Document section:
□ □ □ □

How should one assess Orthodoxy’s claim that they, alone, possess the fullness of the Apostolic Faith? That is, before committing to life lived within the Holy Tradition of the Orthodox Church, which is the only way to fully answer that question, how can one rationally assess her claims to find at least an indication of whether they hold up? How does Orthodoxy pass the sniff test?
We start with twin premises regarding what it is we are looking for. The first is that the Apostolic Faith is unchanged. Jesus Christ is the Truth and He “is the same yesterday and today and forever.” The True Church must hold the same faith today that the Apostles preached at Pentecost. Second, the Apostolic Faith must have been continuously preserved without interruption. Christ promised the Church that the Holy Spirit “will guide you into all truth” and “the gates of hell shall not prevail against it.” God has not and will not ever abandon the Church, Christ’s own Body, and this includes not letting her fall into error. While individual Christians, whether lay or clerical, may teach heresy, the Church catholic will never espouse false doctrine.

□ □ □ □

Material:

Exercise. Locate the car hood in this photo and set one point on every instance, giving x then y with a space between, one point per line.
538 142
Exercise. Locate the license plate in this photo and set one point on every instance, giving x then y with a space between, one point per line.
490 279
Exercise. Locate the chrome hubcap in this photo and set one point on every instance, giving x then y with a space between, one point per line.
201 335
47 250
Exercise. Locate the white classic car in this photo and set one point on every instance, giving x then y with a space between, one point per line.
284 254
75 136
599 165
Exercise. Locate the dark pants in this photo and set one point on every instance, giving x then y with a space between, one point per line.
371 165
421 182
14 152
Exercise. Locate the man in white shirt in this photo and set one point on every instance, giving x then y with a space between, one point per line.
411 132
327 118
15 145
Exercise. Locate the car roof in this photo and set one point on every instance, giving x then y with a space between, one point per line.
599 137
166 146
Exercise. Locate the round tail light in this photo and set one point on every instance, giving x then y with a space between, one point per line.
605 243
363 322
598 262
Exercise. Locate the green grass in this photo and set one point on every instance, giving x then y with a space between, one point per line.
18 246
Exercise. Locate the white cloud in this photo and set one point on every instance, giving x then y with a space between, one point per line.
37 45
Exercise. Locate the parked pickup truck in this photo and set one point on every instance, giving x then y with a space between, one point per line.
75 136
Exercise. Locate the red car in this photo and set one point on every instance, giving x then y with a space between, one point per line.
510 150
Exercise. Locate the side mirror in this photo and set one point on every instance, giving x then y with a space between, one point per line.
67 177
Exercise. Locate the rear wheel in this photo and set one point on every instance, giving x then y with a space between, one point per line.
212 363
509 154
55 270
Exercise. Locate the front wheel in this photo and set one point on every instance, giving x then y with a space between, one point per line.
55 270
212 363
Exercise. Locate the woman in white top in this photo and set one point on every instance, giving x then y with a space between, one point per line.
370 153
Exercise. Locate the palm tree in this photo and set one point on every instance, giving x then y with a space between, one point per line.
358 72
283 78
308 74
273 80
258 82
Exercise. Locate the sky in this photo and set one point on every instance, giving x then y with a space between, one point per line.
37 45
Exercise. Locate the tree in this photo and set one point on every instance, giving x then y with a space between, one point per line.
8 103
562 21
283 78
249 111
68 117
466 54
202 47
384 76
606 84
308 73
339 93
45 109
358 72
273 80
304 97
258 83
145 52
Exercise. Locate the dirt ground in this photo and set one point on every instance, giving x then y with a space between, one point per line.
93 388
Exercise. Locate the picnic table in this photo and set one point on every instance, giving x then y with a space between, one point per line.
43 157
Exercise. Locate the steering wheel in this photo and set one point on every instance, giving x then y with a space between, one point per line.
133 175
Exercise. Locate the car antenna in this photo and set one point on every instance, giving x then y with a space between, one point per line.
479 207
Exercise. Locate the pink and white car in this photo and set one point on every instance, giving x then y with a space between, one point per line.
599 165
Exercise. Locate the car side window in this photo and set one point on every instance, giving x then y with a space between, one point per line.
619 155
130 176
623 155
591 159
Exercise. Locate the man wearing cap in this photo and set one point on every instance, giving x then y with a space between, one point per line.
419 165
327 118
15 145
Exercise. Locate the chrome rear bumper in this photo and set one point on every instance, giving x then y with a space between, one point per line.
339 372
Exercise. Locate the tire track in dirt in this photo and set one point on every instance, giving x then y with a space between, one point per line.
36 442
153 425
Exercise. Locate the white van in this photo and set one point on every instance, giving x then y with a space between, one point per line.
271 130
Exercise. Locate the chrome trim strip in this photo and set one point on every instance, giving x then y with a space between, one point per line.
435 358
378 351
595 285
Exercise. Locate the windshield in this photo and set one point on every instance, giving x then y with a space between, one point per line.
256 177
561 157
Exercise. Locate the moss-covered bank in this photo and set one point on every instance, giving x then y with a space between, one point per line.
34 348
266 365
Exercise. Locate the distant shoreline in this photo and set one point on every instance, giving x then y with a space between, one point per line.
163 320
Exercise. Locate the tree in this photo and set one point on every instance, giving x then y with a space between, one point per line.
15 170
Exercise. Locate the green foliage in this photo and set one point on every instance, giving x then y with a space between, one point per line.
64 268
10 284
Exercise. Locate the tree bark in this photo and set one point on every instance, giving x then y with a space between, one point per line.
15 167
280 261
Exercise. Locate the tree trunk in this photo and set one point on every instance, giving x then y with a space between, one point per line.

□ □ □ □

Aim of the task: Can you reproduce word for word the part of the passage on Orthodoxy's claim to the Apostolic Faith that opens with the words containing "How should one" and closes with "the sniff test?"?

Solution below:
How should one assess Orthodoxy’s claim that they, alone, possess the fullness of the Apostolic Faith? That is, before committing to life lived within the Holy Tradition of the Orthodox Church, which is the only way to fully answer that question, how can one rationally assess her claims to find at least an indication of whether they hold up? How does Orthodoxy pass the sniff test?